BRIEF:
Rewrite the material below with every "Target" changed to "Label" and all else kept the same, omitting the pictures.

/---

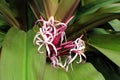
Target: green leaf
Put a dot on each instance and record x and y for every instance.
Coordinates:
(108, 45)
(54, 74)
(115, 24)
(66, 9)
(13, 56)
(2, 35)
(6, 12)
(85, 72)
(94, 6)
(37, 8)
(20, 59)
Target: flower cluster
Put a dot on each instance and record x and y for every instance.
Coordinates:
(52, 35)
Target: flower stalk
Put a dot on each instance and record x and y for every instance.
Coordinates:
(52, 35)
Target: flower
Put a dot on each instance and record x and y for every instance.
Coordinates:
(52, 35)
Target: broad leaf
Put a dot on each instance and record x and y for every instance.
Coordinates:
(2, 35)
(85, 72)
(108, 45)
(13, 56)
(115, 24)
(66, 9)
(9, 16)
(20, 59)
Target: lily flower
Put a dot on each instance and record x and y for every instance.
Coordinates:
(52, 35)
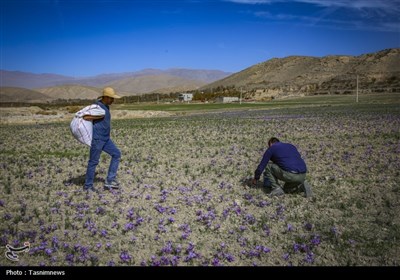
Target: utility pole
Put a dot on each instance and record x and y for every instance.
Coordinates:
(357, 91)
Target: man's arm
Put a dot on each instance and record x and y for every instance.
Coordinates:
(92, 118)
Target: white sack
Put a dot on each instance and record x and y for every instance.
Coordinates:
(82, 129)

\---

SOLUTION TO THIS EXERCISE:
Label: green leaf
Put a dot on each instance and record x and y for every instance.
Coordinates:
(108, 45)
(54, 74)
(115, 24)
(66, 9)
(13, 56)
(2, 35)
(6, 12)
(85, 72)
(94, 6)
(37, 8)
(20, 59)
Label: flower cluster
Put a dot on each instance and record x and y for every instance.
Coordinates:
(52, 35)
Label: flower stalk
Put a dot on each instance and record x and y for every instance.
Coordinates:
(52, 35)
Label: flower
Put a dot on each instance and record x and y for every instance.
Coordinates:
(52, 35)
Label: broad leaf
Put a dot on each instance and record x and y for every instance.
Coordinates:
(2, 35)
(85, 72)
(108, 45)
(13, 56)
(115, 24)
(66, 9)
(9, 16)
(20, 59)
Label: lily flower
Put a dot on each instance and record x and y for every instance.
Coordinates:
(52, 35)
Label: utility pole
Put a dot on each instance and record x and y for every instance.
Coordinates:
(357, 91)
Label: man's arm
Put a dot on each instance and record x and y for every instance.
Coordinates:
(92, 118)
Label: white sack
Put a dot on each instance and record x and y for every instance.
Coordinates:
(82, 129)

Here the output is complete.